■ **SELECTED EXCERPT**
>>>>>

Research is a fascinating journey no doubt. Inquisitive minds try to solve burning puzzles. It takes time. Some puzzles are more complected than the others. One of the hallmarks is the conversion of the resolved puzzle into a scientific story to tell to your peers.
We write and publish these stories. The publishing is another caveat that often makes your story sharper and neater. However, while you are in the process you feel that the mission is impossible.
Delighted to see that one of the missions is completed – a great hallmark for John which coincided with his new research adventure starting in a few days. This is his first first author paper! It is not tautology! It is his first original research paper where he is the first author. This position is a success measure in a research career. His teamwork skills secured him another few original papers. Well done John! Well deserved!
This was our 2nd time attending the OLCHC Research & Audit Day on May 25th, 2018. The conference provides a great forum for paediatric clinicians to share and update knowledge across different specialties through talks and poster presentations. It is insightful for basic biomedical researchers like us to see other perspectives.
I was delighted to know that two our studies were shortlisted. It is a rewarding feeling to see your Dream Team doing very well. One was the project of the Erasmus+ student Hanne Pappaert and the other was the project of NCRC funded Postdoc John Nolan. Hanne explored our 3D tissue-engineered model of neuroblastoma using collagen-based scaffolds with distinct mechanical properties. These new scaffolds were designed and manufactured by our collaborator Dr Cian O’Leary from Pharmacy Department and Tissue Engineering and Research Group (TERG) headed by Prof Fergal O’Brien. Hanne grew 5 neuroblastoma cell lines on the 3 scaffolds: hard like a rock, soft and fluffy like a cotton wool and a jelly-like. All cells liked the jelly-like environment. This environment is similar to bone marrow – the most common site of neuroblastoma metastasis. We were excited to see the difference as it means we are one step closer to reconstruct this type of tumour spread.
John has expanded our exploration of our 3D neuroblastoma model by examining the content of exosomes – little parcels sent by cancer cells in 3D and as tumours grown in mice. We were thrilled to see a high similarity in the exosomal content. This finding additionally proved the great applicability of our 3D model as a tool to study neuroblastoma.
The ultimate aim is to identify biomarkers of tumour response to drugs in the blood of children with high-risk neuroblastoma.

<<<<<

■ **TASKS AND EXERCISES**
1 > List the three types of scaffold, as the neuroblastoma research post describes them, on which Hanne grew neuroblastoma cell lines.
2 > According to the neuroblastoma research post, on what date was the OLCHC Research & Audit Day held?
3 > Continue the neuroblastoma research post from its last sentence.

■ **INFORMATION SUPPLIED**

>>>>>

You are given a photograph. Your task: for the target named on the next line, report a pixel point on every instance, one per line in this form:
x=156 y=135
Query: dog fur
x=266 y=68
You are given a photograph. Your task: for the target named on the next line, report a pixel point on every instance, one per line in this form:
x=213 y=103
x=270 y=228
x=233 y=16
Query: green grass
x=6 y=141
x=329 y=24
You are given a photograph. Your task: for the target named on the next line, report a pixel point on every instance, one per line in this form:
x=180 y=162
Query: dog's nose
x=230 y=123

<<<<<
>>>>>

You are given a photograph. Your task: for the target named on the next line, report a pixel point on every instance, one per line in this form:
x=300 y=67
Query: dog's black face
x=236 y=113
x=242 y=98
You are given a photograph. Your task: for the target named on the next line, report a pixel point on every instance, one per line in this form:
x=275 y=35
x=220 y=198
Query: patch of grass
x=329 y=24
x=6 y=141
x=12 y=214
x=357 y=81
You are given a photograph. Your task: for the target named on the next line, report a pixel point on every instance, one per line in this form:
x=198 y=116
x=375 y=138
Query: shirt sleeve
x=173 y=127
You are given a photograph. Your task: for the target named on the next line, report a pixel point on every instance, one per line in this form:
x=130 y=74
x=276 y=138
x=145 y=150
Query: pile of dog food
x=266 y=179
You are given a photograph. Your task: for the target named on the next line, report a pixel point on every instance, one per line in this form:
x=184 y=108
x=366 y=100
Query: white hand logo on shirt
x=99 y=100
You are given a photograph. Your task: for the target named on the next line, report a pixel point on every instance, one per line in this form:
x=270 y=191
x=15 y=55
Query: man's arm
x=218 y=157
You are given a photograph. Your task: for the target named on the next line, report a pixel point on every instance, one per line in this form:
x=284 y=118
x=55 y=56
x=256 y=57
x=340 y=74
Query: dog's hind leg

<<<<<
>>>>>

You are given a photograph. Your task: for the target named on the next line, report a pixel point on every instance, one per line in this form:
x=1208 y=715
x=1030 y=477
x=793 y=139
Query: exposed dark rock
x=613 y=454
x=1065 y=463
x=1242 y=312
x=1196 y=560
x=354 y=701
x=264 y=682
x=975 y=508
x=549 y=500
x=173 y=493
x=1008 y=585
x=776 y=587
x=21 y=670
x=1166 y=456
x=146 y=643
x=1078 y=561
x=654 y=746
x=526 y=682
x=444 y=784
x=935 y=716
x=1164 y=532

<<<<<

■ **ANSWERS BY ITEM NUMBER**
1 >
- hard like a rock
- soft and fluffy like a cotton wool
- jelly-like

2 > May 25th, 2018

3 >
Challenge: Treatment regimens for patients with high-risk neuroblastoma involve intensive, multi-modal chemotherapy. Many patients response to initial therapy very well, but has only short-term effects, with most becoming resistant to treatment and developing progressive disease.
The project has two parts which complement each other.
We will study cell-to-cell communication using cell-based models. We will collect exosomes, small envelopes containing bioactive molecules, produced by drug-resistant cell lines to treat non-cancerous cells. We will measure the effect of exosomes on non-cancerous cells by counting cell growth, examining their shape and metabolism. We will also examine whether non-cancerous cells treated with exosomes become less responsive to chemo drugs.
We will treat neuroblastoma cells with a drug and collect exosomes before and after treatment. We will profile exosomes to identify any changes in their miRNA content. MiRNA are very small pieces of genetic material that can change the way cell feels and works. This step will help to find biologically active miRNA that can trigger cell resistance to drugs. These biologically active miRNA can represent biomarkers of tumour response to chemotherapy.
We will screen clinical samples for exosomal miRNA in response to drug treatment. We are planning to use a small sample of blood taken from neuroblastoma patients during routine examinations before, during and after chemotherapy.This step will help to find clinically relevant miRNA of tumour responsiveness to chemo drugs.
How does this project contribute to the biomedical community?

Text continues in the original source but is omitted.